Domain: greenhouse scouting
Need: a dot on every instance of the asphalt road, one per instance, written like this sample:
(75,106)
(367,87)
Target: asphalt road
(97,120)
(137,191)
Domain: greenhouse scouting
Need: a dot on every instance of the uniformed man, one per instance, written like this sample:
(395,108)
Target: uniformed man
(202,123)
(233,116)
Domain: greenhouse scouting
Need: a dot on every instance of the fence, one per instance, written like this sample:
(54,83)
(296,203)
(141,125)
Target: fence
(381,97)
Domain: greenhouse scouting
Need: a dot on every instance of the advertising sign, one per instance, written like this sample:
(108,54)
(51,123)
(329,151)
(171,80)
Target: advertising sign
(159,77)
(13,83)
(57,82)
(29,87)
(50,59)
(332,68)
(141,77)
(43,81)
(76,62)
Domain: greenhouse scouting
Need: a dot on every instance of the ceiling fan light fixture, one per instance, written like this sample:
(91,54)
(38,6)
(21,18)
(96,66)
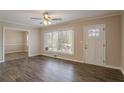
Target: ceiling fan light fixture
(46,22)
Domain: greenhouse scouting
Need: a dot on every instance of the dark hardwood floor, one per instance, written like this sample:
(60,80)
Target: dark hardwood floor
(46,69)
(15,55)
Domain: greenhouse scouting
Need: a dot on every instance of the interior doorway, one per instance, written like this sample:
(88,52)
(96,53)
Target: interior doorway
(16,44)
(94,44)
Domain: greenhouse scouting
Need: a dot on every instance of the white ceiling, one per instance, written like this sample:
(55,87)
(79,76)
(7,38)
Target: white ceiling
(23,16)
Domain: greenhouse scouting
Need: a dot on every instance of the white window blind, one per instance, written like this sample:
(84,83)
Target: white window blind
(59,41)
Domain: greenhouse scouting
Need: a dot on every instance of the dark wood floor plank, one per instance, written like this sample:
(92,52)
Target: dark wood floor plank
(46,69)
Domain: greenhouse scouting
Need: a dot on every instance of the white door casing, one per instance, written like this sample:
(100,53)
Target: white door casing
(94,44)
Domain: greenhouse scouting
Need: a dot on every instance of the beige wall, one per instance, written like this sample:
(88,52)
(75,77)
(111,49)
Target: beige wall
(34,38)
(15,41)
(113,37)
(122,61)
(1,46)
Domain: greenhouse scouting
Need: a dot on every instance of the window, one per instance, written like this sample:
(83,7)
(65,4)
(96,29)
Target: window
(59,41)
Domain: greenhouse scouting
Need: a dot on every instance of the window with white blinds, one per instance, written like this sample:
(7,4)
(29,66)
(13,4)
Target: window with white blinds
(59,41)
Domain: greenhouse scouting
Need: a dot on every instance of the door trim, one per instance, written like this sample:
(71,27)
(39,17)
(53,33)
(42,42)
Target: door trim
----------
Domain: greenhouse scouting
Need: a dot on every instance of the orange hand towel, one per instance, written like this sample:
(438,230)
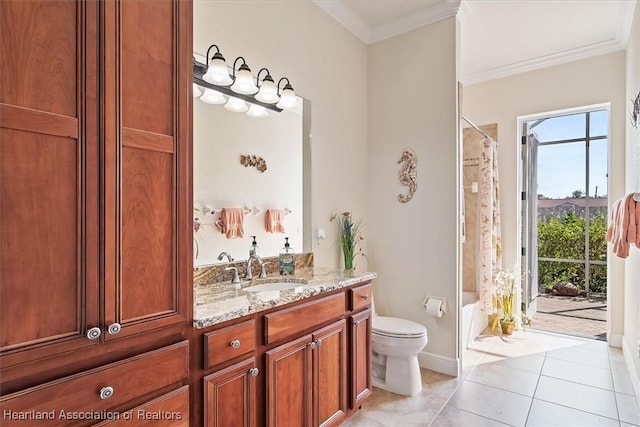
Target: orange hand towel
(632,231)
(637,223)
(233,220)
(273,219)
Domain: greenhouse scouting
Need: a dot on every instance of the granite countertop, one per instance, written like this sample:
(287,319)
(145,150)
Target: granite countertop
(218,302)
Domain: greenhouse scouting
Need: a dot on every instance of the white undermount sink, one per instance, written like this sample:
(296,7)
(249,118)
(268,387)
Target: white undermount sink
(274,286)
----------
- WHAT YOU SHOULD DO -
Show every line of the records above that contains the word "trim".

- REPLY -
Need: a dot on every instance of the door trim, one per instance, written like this sample:
Target: door trim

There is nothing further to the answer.